Exercise details> Continue the forum discussion below on how to keep from becoming your parents, starting after its last post.

Excerpt>
============================================================
# How Do You Keep From Becoming Your Parents?



## ocotillo

My parents are in their 80's. I was with them this weekend and the amount of mild bickering was virtually nonstop. No one is really mad at the other. She tries to supervise his driving. (Because he was involved in an accident 60+ years ago when they were dating.) He forgets where he's put things and thinks she's moved them. (Because she did it once 30 years ago.) One of them does something against the advice of the other and it doesn't work out so well. And then they can't let it drop. On and on and on.

This would be almost comical except that I can see my wife and I slowly drifting into the same pattern of behavior. She can see it too. We look at each and say, "This is scary." But it's so slow and gradual that we don't usually even notice it.

Is this something that's inevitable? How do you keep from becoming your parents?


----------



## Lyris

I don't know, my parents have been married 40+ years, they adore each other and have lots of fun together. I'm all for becoming my parents. And since I basically married my dad, I've got a pretty good chance.
============================================================
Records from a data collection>

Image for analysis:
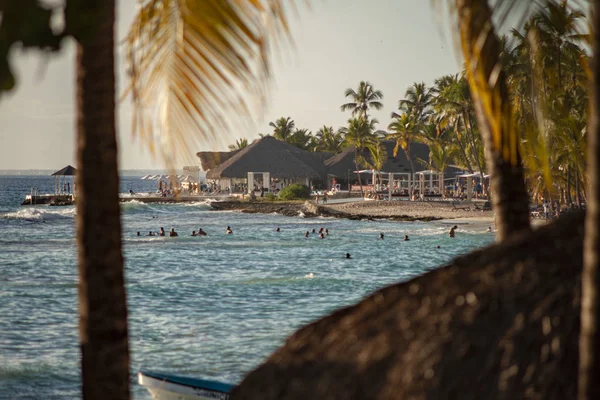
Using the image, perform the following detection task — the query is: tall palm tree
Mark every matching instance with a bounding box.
[315,125,345,154]
[269,117,296,142]
[67,0,130,400]
[386,114,421,174]
[455,0,530,240]
[229,138,248,151]
[342,117,377,197]
[340,81,383,120]
[287,128,316,150]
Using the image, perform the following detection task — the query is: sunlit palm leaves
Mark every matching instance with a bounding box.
[126,0,287,163]
[340,81,383,119]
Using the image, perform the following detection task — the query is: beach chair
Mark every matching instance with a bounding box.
[450,201,471,211]
[473,201,492,211]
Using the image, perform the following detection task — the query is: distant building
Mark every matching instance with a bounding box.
[197,136,462,193]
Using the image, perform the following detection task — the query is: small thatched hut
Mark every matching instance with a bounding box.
[232,215,583,400]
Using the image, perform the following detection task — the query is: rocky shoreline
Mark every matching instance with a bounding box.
[211,200,493,221]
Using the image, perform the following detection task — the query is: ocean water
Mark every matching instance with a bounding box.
[0,176,494,399]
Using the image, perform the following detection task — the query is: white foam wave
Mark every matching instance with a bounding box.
[1,207,75,222]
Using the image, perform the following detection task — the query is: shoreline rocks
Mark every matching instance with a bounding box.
[211,200,493,222]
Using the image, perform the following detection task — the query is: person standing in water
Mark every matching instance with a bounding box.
[448,225,458,237]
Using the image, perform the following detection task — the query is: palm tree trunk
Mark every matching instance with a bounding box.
[354,149,365,199]
[455,0,531,241]
[76,0,129,400]
[567,164,573,207]
[578,0,600,400]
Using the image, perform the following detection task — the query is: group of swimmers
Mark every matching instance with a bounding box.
[302,228,329,239]
[137,226,236,237]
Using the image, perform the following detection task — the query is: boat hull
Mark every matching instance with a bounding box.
[138,371,233,400]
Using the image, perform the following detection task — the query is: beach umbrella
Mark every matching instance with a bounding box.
[231,214,584,400]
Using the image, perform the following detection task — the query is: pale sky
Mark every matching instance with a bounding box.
[0,0,460,169]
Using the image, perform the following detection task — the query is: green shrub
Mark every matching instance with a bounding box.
[278,183,310,200]
[265,192,277,201]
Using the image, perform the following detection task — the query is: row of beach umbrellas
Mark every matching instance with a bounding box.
[140,175,198,182]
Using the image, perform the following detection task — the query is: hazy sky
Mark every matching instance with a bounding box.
[0,0,460,169]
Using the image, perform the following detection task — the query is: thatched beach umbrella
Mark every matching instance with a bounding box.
[232,215,583,400]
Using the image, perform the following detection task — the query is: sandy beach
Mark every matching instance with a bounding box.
[211,200,494,226]
[319,201,494,221]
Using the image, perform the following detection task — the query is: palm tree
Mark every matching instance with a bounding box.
[342,117,377,197]
[287,128,317,150]
[456,0,530,240]
[386,114,421,174]
[229,138,248,151]
[269,117,296,142]
[76,0,130,399]
[362,137,388,189]
[315,125,345,154]
[340,81,383,119]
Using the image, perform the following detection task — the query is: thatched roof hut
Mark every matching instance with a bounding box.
[50,165,77,176]
[196,150,240,171]
[206,136,327,179]
[325,140,429,178]
[232,211,583,400]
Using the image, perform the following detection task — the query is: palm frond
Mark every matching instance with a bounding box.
[126,0,289,166]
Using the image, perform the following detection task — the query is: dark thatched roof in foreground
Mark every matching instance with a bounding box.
[232,211,583,400]
[206,136,326,179]
[196,150,240,171]
[50,165,77,176]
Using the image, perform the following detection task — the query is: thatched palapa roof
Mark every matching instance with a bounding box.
[325,140,429,178]
[196,150,239,171]
[206,136,326,179]
[50,165,77,176]
[231,211,583,400]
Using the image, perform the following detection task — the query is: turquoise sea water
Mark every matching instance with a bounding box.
[0,176,493,399]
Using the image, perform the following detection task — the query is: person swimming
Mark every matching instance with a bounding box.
[448,225,458,237]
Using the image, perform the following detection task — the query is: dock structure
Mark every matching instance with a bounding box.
[21,165,77,206]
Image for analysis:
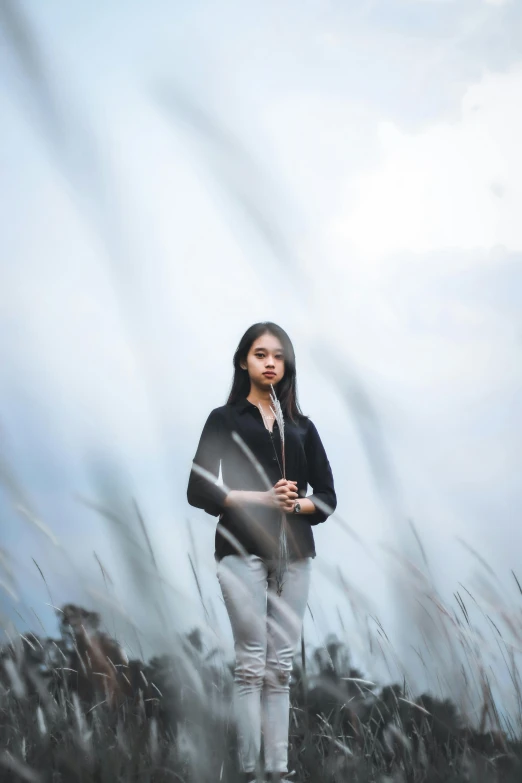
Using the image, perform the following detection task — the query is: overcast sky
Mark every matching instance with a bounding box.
[0,0,522,712]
============================================================
The reply>
----------



## jld

Open communication? Sharing vulnerabilities? Being willing to apologize first?


----------



## aug

It's possible the bickering is their way to stimulate each other and give meaning to their current lives.


----------



## ocotillo

Lyris said:


> I don't know, my parents have been married 40+ years, they adore each other and have lots of fun together. I'm all for becoming my parents. And since I basically married my dad, I've got a pretty good chance.


Point taken, Lyris. There's lots of things about my parents and their marriage that I do admire. They've never been able to keep their hands off each other and still can't. 

I guess the question should have been, "How to you keep from bickering like old farts after you've become old farts?"


----------



## heartsbeating

I think it's sweet they've been together 60+ years. Maybe there's a method to their madness that's not to be feared?

My parent's marriage was nothing like ours. They were unhappy, completely incompatible, and have divorced. I saw the way my grandparents were though and they were adorable together. 

While I've learned some things through observing, the journey of my husband and I is ours - not a comparison to that of my parents or my grandparents.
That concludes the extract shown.